**Quoted text**

Yeah, a friend of mine was tracked by a stalker ex boyfriend who worked at a Telco.
It was irritatingly difficult to avoid because it seemed he could look up her SIM card by name and then get her location no matter what (new SIM, new phone)
Anyone who reports this kind of thing to the police just sounds irrational and crazy and gets ignored.
It's literally a known thing at telcos in various roles they find people looking up folks dox regularly. If someone registers a complaint that someone access their data they'll look it up and deal with them.
I once asked someone on the security /investigations side if you are logging what everyone is doing can't you easily find when folks are looking up stuff unrelated to their job? Their answer: we'd have to fire over half the people here - everyone is constantly looking up people's PII - celebrities, friends, enemies, etc. it's almost considered a unofficial perk of the job. This was from one of the largest US Telco carriers circa 2010. Maybe things have changed, hopefully.

**Excerpted data**

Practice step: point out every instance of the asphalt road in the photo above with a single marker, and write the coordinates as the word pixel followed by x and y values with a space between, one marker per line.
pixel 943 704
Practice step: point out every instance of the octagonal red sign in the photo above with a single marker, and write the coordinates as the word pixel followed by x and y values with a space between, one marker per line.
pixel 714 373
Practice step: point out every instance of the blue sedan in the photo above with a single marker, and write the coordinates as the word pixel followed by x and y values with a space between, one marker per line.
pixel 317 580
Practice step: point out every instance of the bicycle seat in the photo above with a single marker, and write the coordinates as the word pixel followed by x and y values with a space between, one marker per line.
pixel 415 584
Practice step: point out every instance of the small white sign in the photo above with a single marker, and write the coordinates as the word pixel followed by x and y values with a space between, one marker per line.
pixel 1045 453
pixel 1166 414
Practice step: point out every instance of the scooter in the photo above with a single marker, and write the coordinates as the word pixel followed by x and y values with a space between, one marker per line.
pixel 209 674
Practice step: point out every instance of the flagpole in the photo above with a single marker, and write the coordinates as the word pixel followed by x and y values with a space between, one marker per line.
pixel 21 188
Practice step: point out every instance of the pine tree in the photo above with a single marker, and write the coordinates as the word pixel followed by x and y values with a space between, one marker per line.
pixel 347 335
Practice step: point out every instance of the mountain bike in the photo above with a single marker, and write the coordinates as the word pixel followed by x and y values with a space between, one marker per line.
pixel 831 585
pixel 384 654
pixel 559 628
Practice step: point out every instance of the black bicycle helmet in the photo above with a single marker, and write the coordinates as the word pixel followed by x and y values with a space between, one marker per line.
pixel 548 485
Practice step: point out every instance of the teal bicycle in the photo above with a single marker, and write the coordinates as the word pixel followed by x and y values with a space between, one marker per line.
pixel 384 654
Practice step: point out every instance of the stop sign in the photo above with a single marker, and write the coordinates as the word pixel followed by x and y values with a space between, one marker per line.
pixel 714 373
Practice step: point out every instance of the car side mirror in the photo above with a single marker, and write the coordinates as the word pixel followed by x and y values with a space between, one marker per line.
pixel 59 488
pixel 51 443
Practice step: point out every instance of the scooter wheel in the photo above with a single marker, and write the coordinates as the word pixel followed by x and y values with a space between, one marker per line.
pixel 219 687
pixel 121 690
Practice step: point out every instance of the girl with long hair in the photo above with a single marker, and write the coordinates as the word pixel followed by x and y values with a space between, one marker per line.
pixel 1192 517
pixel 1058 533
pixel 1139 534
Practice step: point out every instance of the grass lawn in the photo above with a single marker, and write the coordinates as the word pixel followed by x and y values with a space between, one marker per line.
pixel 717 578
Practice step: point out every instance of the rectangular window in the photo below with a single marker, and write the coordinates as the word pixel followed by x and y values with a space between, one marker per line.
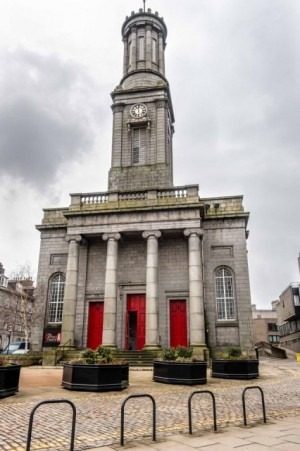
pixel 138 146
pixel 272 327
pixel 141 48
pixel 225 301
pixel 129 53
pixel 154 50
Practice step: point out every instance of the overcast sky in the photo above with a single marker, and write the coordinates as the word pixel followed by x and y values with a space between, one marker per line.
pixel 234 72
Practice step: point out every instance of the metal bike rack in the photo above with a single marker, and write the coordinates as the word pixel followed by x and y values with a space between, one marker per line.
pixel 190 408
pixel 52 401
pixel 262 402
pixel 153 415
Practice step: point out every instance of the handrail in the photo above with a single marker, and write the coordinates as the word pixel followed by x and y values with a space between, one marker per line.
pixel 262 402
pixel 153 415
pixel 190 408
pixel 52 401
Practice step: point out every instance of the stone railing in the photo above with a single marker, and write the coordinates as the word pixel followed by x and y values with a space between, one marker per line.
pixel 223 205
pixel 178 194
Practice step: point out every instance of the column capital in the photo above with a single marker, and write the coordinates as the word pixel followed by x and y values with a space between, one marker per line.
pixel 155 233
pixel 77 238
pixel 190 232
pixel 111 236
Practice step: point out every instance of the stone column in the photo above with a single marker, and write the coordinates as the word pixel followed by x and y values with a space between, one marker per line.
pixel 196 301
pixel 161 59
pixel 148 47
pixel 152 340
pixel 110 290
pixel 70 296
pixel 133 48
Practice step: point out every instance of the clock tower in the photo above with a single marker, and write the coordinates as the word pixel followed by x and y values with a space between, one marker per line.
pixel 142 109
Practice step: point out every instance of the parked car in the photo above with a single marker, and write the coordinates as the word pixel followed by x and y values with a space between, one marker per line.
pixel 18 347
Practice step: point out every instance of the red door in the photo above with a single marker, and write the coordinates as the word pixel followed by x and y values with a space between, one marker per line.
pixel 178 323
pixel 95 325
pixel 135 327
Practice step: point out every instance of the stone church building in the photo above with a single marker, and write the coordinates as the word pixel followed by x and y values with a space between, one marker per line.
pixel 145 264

==

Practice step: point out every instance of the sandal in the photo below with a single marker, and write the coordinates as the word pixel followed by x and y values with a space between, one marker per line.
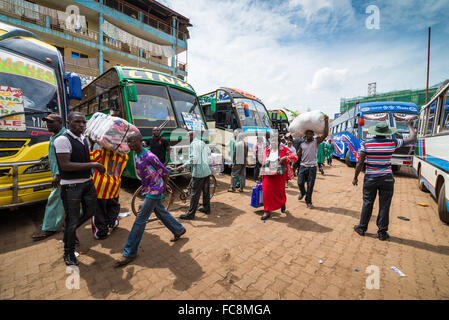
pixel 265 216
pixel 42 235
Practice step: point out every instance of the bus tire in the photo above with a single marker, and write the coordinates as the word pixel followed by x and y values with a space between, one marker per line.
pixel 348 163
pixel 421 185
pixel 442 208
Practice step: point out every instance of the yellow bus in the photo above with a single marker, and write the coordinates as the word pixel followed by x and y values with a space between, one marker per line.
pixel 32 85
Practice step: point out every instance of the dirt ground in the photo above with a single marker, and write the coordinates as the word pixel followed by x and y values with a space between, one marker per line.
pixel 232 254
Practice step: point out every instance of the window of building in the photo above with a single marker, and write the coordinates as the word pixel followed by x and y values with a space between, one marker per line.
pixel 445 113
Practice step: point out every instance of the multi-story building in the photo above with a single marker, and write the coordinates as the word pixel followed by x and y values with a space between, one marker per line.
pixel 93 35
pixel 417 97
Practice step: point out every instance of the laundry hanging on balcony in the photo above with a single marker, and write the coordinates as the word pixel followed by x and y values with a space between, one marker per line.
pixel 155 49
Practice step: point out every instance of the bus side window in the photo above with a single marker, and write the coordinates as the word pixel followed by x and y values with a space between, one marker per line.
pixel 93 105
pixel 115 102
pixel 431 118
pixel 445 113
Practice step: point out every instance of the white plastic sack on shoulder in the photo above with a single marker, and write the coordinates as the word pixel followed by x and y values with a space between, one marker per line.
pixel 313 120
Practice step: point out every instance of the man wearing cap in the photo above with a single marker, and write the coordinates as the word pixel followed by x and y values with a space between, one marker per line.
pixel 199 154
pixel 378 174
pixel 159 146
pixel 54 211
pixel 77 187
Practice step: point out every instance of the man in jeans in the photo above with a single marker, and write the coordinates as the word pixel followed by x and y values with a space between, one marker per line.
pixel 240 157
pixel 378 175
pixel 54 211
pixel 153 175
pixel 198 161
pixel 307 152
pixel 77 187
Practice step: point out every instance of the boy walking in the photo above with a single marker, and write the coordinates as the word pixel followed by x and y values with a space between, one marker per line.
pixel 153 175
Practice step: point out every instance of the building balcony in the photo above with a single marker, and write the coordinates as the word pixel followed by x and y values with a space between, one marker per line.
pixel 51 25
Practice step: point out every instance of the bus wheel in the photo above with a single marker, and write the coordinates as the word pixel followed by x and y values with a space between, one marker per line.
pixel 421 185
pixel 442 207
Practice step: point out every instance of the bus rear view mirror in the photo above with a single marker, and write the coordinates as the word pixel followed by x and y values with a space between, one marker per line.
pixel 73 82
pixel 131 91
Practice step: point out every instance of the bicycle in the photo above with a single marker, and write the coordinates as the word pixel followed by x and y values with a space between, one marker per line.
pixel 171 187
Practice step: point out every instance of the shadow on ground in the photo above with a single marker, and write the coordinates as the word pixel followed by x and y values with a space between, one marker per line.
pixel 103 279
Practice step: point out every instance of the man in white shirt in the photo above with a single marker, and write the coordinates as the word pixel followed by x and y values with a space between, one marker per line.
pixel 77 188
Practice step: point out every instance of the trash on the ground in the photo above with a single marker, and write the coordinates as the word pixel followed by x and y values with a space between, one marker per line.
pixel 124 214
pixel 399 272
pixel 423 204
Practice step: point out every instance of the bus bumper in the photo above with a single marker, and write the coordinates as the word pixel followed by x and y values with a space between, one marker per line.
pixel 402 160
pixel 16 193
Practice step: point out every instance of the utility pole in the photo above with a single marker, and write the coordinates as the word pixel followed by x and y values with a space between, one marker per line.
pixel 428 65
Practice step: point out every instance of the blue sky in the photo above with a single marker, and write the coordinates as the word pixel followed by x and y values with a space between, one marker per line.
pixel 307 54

**Objectives**
1) The comments about telco employees name the kinds of people whose personal information workers at the carrier were said to look up. List each kind they mention.
2) Proceed with the comments about telco employees tracking people, adding new text that picks up after the final sentence.
None of the data is needed here.

**Answer list**
1) Celebrities, friends, enemies

2)
In Western Europe they would get fired and go to jail. That's why Western Europe doxx information is considered the most expensive in the world. It wasn't complicated to create that situation. They can just fire a few, drag one to court, and rely on the chilling effect.
Calling BS on that story. You don't need to fire anyone. You just rate limit access to lookups where the customer didn't initiate a support call themselves, and require supervisor approval and audit of said approvals on a regular basis. I've also worked on systems where accounts could be marked as sensitive (e.g. the celebrities) and those needed additional sign off to be accessed.
Sounds like something worth reporting as it is an offence in Australia at least. The police would certainly investigate such an allegation and charges could be laid if there was sufficient evidence and a conviction was possible.
> The police would certainly investigate such an allegation and charges could be laid if there was sufficient evidence and a conviction was possible.
I'll let you know when I finish laughing.
This is 100% false. You can serve up all the evidence on a silver platter the the police will ignore it. I know, I've tried, specifically in a stalking case. They don't care.
It's true in Australia, true in the US, true broadly in the UK and Europe. Where do you live where it's not the case? I once got mugged, had the perpetrator's ID and a video recording of them doing it, and they got a slap on the wrist.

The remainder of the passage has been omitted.